__Aufgabe__:
Schreibe den Auszug aus dem Gerichtsurteil zur Unfallversicherung im Anschluss an seinen letzten Satz weiter.

__Textauszug__:

= = = =

Urteil vom 13. Juni 2007

I. sozialrechtliche Abteilung

Bundesrichter Ursprung, Präsident,
Bundesrichter Schön, Bundesrichterin Leuzinger,
Gerichtsschreiberin Heine.

Aktiengesellschaft H.________, Beschwerdeführerin,

gegen

Zürich Versicherungs-Gesellschaft, Rechtsdienst, Generaldirektion
Schweiz, 8085 Zürich Versicherung, Beschwerdegegnerin.

Unfallversicherung,

Verwaltungsgerichtsbeschwerde gegen den Beschluss des
Sozialversicherungsgerichts des Kantons Zürich vom 19. September 2006.

Sachverhalt:

A.
Mit Verfügung vom 15. September 2005 erteilte das Bezirksgericht X.________
der Zürich Versicherung ("Zürich") für die Betreibungen gegenüber der
Aktiengesellschaft H.________ provisorische Rechtsöffnung. Auf die hiegegen
erhobene Aberkennungsklage trat das Bezirksgericht X.________ wegen
Unzuständigkeit nicht ein und überwies das Verfahren an das
Sozialversicherungsgericht des Kantons Zürich (Beschluss vom 16. März 2006).

= = = =

Annotationsdaten zur Objektlokalisierung:
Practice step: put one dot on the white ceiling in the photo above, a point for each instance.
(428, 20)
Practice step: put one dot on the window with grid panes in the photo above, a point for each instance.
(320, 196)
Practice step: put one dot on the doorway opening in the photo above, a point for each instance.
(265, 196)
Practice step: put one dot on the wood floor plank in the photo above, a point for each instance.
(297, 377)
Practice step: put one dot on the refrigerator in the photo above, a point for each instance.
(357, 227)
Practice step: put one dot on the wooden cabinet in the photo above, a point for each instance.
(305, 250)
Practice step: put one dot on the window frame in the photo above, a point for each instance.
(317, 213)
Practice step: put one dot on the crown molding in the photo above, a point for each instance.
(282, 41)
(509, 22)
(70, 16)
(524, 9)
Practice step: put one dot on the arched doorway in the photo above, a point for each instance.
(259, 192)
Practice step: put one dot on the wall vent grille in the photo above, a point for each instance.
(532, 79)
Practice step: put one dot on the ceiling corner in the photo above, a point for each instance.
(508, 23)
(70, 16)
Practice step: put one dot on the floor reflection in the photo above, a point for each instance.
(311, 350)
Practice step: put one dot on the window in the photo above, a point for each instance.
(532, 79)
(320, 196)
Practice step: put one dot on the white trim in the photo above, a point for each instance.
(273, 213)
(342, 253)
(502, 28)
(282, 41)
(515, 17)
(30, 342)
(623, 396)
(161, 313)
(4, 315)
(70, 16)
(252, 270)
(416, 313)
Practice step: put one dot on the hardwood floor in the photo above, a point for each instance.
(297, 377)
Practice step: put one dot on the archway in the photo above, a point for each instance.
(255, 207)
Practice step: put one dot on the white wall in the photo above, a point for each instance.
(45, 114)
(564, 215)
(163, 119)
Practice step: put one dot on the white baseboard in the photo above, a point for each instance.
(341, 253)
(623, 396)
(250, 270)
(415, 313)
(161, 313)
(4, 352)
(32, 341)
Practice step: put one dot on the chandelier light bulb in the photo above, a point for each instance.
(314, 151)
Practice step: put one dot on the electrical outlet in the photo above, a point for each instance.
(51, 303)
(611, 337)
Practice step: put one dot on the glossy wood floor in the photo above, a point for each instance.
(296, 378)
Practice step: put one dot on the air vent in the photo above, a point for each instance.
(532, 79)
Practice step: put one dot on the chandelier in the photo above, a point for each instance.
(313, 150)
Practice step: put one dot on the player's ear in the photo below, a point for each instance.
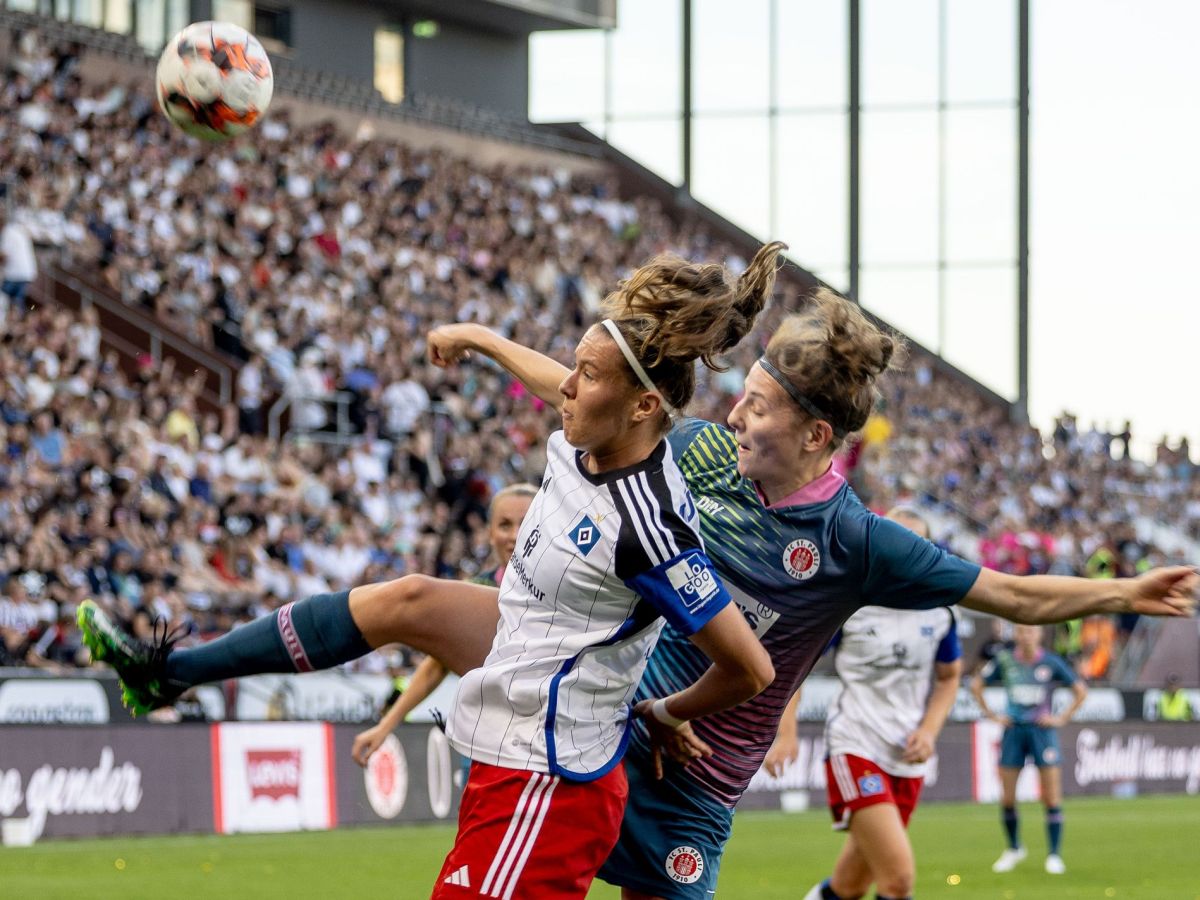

= = = =

__Lösung__:
B.
Mit Beschluss vom 19. September 2006 entschied das Sozialversicherungsgericht
des Kantons Zürich, auf die Aberkennungsklage nicht einzutreten.

C.
Die Aktiengesellschaft H.________ führt Verwaltungsgerichtsbeschwerde mit dem
Rechtsbegehren, der kantonale Beschluss sei aufzuheben und die Sache an die
Vorinstanz zurückzuweisen, damit diese sich nochmals mit der Sache befasse
und, falls sie definitiv nicht zuständig sei, die Sache an das dafür
zuständige Gericht weiterzuleiten.

Die "Zürich" und das Bundesamt für Gesundheit verzichten auf eine
Vernehmlassung.

Das Bundesgericht zieht in Erwägung:

1.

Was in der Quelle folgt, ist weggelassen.